● Record extracts:
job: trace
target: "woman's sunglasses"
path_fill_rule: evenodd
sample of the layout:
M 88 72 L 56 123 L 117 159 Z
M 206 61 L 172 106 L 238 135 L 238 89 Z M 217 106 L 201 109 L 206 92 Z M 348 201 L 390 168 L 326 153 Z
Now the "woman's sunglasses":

● Your goal:
Identify the lines of the entries containing the string "woman". Copy each such line.

● Exercise answer:
target: "woman's sunglasses"
Now the "woman's sunglasses":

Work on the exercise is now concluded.